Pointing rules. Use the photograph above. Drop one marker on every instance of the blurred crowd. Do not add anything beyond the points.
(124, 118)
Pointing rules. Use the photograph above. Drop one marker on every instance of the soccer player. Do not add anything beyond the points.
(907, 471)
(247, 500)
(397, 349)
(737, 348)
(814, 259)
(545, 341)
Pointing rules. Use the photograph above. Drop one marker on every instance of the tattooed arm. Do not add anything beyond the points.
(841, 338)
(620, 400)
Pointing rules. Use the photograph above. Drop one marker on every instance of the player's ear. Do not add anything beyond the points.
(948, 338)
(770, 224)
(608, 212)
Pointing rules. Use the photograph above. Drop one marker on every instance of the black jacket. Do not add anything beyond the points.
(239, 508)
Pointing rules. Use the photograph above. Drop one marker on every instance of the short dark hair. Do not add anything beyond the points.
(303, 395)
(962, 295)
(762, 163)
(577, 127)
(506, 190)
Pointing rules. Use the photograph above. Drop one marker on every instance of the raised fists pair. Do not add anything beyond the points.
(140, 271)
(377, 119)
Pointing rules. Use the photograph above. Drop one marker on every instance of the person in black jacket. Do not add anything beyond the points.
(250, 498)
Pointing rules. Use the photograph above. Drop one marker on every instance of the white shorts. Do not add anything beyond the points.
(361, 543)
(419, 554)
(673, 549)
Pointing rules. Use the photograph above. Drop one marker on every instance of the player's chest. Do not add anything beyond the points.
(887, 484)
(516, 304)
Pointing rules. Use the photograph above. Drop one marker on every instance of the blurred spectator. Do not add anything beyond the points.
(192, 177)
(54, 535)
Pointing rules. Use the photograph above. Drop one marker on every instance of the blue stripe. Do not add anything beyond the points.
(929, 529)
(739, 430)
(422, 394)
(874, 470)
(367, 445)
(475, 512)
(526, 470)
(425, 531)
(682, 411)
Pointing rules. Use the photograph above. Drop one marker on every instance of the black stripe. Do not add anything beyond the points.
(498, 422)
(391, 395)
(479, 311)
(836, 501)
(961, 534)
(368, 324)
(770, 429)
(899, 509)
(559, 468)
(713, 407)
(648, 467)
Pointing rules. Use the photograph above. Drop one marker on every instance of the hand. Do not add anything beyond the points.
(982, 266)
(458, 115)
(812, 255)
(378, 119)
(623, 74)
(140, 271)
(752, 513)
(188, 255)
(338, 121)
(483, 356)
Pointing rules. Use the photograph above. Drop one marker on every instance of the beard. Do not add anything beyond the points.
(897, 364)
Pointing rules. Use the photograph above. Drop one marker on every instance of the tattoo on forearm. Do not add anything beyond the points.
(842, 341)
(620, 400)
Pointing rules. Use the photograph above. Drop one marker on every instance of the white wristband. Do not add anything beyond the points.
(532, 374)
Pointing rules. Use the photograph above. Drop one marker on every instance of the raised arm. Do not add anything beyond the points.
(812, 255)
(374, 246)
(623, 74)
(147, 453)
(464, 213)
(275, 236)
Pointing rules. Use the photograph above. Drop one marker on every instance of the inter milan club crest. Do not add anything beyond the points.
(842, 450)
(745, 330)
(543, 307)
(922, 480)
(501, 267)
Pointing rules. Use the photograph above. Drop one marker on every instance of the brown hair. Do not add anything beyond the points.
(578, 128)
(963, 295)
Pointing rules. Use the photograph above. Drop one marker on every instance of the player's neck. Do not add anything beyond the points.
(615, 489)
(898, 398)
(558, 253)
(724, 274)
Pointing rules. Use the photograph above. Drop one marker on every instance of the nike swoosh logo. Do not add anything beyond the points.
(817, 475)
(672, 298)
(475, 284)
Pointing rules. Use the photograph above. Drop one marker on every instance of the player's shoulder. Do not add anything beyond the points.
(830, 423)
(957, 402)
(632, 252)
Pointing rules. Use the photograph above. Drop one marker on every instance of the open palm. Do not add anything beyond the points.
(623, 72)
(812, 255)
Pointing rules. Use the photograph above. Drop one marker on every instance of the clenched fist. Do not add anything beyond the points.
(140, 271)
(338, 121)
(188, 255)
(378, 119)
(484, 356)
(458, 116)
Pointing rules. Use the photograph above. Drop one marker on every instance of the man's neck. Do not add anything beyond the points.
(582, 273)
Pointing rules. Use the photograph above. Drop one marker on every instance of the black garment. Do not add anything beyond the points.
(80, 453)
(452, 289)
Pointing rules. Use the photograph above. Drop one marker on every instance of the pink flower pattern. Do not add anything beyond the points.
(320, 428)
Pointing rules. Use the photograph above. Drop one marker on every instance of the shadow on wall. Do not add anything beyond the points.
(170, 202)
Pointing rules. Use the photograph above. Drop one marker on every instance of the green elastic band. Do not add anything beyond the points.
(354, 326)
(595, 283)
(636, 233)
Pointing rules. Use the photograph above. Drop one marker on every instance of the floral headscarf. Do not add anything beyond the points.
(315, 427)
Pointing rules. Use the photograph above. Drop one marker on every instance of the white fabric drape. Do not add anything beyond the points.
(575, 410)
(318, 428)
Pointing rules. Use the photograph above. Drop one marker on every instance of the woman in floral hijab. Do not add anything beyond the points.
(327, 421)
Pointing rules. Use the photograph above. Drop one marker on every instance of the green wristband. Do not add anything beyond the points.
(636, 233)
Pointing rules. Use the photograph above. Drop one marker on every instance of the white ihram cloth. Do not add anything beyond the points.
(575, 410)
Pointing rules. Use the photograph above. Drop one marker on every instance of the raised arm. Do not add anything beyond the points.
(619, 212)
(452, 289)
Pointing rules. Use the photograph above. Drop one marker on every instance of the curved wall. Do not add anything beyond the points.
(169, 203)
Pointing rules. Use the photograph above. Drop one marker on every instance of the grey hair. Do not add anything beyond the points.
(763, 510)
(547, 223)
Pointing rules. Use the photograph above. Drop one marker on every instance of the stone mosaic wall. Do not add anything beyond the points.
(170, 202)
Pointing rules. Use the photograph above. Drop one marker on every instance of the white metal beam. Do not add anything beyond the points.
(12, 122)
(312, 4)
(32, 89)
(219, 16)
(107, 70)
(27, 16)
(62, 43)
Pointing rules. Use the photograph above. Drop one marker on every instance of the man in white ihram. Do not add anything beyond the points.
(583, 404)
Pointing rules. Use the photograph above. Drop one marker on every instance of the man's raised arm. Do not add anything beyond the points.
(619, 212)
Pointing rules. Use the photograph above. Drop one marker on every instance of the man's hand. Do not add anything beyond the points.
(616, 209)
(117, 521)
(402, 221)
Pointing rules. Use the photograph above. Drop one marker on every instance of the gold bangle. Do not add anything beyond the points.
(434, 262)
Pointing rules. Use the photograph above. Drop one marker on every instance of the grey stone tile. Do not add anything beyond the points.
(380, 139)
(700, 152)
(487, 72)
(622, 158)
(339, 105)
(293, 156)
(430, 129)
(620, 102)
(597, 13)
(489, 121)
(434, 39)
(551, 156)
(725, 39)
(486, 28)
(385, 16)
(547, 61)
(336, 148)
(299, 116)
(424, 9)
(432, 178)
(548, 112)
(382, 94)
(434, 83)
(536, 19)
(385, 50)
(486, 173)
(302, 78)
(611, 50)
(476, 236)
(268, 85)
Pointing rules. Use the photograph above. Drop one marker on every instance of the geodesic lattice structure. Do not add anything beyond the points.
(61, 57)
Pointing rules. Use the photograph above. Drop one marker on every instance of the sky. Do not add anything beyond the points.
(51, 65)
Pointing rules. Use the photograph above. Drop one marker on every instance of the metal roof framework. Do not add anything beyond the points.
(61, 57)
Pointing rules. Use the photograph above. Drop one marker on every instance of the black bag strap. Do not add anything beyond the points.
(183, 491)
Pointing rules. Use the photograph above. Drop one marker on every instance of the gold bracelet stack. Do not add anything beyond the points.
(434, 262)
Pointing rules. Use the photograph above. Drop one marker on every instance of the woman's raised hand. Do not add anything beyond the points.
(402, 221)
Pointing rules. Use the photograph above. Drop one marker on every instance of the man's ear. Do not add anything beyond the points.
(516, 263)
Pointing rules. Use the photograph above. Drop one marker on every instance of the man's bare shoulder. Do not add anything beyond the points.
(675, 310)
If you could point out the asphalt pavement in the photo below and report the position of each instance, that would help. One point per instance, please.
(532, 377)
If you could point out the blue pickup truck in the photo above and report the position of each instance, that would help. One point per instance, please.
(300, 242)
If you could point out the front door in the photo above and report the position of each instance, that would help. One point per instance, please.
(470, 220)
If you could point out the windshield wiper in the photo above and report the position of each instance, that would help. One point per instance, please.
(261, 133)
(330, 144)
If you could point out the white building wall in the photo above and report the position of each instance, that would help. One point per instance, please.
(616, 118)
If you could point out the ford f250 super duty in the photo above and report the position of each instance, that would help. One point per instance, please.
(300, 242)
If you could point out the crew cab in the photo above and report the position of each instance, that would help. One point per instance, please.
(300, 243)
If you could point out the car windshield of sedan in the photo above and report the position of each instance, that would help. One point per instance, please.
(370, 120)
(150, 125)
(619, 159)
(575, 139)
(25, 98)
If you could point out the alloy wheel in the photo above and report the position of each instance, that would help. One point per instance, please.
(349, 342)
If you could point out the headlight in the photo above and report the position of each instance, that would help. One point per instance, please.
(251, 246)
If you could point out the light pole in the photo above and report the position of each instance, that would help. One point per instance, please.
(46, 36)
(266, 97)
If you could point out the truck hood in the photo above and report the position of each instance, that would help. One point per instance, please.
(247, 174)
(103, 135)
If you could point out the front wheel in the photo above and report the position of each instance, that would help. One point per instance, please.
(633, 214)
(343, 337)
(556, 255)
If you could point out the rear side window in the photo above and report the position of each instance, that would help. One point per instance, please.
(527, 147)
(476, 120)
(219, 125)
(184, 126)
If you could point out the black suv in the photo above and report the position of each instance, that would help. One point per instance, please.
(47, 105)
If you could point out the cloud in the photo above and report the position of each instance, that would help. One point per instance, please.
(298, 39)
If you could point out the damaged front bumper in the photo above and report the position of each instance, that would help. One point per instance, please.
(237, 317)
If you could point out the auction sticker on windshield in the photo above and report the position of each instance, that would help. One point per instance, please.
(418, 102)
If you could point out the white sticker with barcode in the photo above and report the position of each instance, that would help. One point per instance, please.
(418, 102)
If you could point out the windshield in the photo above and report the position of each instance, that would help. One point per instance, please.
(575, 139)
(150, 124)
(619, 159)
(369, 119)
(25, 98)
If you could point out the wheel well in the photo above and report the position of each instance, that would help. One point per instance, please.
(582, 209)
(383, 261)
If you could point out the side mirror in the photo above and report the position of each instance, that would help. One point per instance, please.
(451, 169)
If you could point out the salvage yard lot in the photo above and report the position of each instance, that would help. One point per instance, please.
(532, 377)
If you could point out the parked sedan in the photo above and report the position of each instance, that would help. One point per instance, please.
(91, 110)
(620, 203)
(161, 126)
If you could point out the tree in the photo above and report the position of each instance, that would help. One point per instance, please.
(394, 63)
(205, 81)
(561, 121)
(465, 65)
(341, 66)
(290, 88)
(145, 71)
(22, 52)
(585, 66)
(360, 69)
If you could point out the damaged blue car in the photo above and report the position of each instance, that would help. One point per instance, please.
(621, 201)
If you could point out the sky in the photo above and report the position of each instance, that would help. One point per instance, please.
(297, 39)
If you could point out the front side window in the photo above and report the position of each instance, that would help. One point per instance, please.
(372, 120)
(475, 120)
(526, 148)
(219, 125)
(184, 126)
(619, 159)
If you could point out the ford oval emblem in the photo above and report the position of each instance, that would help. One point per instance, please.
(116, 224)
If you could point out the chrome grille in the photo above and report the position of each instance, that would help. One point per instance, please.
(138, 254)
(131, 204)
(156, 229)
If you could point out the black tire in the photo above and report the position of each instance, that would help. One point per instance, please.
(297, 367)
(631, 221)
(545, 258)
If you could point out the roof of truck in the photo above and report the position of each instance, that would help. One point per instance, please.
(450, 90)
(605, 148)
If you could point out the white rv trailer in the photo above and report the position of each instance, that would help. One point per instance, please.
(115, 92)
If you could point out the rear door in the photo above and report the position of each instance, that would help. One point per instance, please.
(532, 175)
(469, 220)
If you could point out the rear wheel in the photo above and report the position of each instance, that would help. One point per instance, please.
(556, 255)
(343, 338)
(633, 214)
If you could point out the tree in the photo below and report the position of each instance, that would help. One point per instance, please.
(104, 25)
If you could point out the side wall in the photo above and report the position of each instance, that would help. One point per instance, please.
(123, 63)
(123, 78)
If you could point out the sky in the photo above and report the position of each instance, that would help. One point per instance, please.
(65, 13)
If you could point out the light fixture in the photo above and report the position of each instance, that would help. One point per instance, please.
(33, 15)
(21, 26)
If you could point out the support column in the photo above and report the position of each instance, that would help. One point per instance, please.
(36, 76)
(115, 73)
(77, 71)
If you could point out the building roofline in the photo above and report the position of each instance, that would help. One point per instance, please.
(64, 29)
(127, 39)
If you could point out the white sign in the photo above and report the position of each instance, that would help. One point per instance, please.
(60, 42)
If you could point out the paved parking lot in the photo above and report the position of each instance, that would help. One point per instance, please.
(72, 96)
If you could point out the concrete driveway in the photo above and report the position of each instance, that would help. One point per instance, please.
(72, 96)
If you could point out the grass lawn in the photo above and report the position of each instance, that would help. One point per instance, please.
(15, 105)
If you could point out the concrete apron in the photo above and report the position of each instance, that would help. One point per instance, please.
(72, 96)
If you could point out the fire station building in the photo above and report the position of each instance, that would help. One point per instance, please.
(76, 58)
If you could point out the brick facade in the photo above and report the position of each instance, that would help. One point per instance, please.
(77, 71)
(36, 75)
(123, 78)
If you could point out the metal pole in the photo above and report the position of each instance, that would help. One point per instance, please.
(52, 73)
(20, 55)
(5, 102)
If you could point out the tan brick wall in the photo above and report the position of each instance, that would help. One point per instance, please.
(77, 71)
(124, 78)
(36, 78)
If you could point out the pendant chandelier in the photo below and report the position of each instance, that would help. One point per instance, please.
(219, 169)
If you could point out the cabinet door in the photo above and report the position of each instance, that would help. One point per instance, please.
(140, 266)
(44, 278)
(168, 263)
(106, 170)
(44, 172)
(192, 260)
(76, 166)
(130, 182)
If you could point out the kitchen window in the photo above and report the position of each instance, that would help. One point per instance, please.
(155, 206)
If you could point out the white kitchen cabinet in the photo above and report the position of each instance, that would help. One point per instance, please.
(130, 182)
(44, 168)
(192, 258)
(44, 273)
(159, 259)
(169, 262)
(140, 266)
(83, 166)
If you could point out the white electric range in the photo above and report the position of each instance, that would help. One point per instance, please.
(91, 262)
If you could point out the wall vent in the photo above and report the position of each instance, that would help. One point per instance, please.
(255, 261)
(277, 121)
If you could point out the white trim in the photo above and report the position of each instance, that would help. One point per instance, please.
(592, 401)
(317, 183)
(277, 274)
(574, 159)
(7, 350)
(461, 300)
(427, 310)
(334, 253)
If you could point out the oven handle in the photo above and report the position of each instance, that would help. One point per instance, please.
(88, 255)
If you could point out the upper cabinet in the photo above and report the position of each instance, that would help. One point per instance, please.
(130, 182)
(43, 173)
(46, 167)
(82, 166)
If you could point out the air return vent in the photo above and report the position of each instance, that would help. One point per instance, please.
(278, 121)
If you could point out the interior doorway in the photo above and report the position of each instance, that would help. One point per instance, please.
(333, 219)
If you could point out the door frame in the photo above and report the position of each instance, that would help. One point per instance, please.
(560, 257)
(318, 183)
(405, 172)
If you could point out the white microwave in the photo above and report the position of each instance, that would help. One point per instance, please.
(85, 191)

- - - - -

» What the task requires:
Beginning at the line where "If you could point out the air" appears, extract each line through the end of the data above; keep them exact and include nothing else.

» Task response:
If you could point out the air return vent in the photo above and report the position of each instance, that would help. One point per instance, please.
(278, 121)
If you could point out the interior doorway in the photo above and report the position of each instance, that would help. One point per instance, please.
(333, 219)
If you could point out the door frame in the photo above and report the position of each instance, that would help. One point per instance, please.
(560, 257)
(318, 183)
(405, 172)
If you could point out the white microwave in the photo above and report the position of each instance, that would help. One point per instance, please.
(85, 191)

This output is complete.